Information
"""

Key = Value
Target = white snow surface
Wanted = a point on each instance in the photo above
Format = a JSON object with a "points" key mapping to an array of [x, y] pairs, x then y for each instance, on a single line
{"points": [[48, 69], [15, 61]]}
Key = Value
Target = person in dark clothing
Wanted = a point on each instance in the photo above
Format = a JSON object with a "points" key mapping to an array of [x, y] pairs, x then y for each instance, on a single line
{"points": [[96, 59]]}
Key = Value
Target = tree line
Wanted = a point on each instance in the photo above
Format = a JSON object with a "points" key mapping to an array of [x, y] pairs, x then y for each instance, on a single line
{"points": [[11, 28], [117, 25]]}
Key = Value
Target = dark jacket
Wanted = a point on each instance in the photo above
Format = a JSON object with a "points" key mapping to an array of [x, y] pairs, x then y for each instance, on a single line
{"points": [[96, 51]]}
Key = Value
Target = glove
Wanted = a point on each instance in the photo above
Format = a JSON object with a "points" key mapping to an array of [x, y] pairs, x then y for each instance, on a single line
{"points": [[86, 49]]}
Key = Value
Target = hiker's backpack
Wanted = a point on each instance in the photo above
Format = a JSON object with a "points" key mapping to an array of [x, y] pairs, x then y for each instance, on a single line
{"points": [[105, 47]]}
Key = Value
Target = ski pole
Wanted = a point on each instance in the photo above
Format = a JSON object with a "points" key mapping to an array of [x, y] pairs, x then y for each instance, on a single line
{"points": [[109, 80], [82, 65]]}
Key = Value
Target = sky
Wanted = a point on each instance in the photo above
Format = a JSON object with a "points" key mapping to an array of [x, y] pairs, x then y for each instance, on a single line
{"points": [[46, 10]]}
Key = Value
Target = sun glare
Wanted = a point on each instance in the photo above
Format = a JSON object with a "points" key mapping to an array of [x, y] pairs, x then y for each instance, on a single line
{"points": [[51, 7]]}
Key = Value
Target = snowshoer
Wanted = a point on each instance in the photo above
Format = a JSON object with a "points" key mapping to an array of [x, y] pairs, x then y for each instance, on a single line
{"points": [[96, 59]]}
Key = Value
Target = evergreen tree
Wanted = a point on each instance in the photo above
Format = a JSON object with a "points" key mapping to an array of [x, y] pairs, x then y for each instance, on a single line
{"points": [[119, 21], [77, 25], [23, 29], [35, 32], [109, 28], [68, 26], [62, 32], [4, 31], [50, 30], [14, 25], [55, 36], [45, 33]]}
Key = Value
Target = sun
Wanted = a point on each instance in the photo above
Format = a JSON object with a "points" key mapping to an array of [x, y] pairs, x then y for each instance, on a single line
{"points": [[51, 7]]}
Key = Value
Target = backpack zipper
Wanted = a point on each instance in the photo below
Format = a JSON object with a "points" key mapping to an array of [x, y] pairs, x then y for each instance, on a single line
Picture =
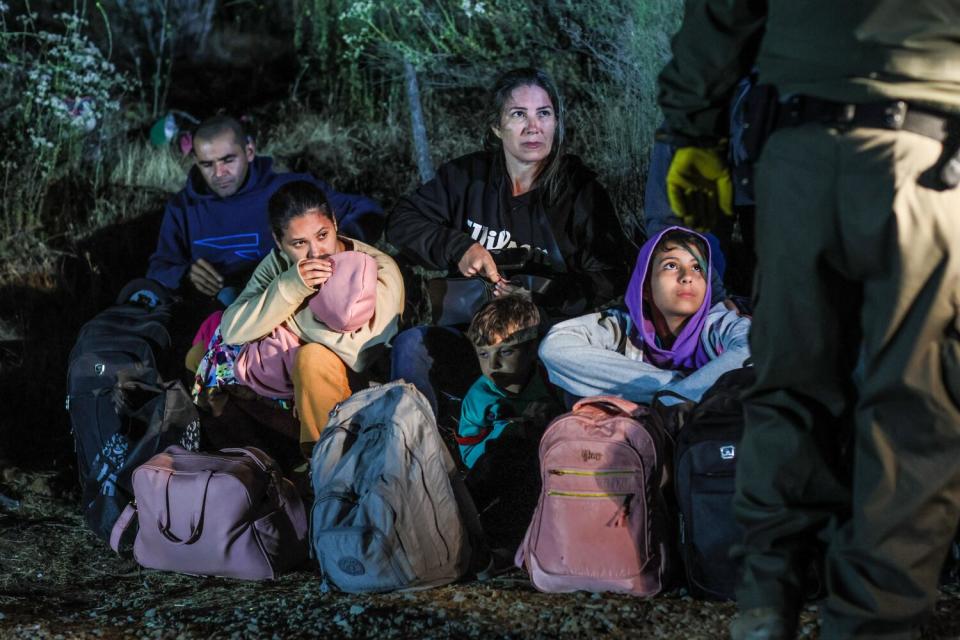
{"points": [[619, 518], [582, 472], [587, 494]]}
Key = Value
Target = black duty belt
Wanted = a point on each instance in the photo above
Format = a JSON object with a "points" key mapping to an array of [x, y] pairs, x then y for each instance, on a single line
{"points": [[896, 115]]}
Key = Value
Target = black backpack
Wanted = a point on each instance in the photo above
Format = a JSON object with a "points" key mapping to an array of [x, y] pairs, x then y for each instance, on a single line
{"points": [[121, 410], [705, 466], [126, 336]]}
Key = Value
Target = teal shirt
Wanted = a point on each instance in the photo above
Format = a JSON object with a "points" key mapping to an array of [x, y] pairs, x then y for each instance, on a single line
{"points": [[489, 412]]}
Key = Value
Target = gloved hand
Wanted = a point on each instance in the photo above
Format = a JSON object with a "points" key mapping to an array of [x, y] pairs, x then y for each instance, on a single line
{"points": [[699, 186]]}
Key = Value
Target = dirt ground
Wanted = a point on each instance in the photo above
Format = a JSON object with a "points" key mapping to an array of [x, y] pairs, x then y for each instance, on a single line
{"points": [[58, 581]]}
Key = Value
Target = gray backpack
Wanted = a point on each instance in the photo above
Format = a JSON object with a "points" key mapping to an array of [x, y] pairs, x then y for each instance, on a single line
{"points": [[391, 511]]}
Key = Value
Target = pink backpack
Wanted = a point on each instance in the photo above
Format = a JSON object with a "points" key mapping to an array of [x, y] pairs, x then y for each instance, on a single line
{"points": [[601, 523]]}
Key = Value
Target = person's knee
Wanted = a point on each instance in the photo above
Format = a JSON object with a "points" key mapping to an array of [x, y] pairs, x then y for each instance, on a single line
{"points": [[315, 359]]}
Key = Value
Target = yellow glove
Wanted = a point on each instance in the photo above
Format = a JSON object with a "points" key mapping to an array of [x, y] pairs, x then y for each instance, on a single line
{"points": [[699, 187]]}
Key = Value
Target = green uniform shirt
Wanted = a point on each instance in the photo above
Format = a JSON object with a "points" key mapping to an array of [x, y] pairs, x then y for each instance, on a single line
{"points": [[844, 50]]}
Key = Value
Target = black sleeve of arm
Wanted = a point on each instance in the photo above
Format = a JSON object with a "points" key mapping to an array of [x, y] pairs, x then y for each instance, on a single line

"""

Exercise directions
Scan the data above for the string "tree" and copy each line where it appears.

Task response
Target = tree line
Target = evergreen tree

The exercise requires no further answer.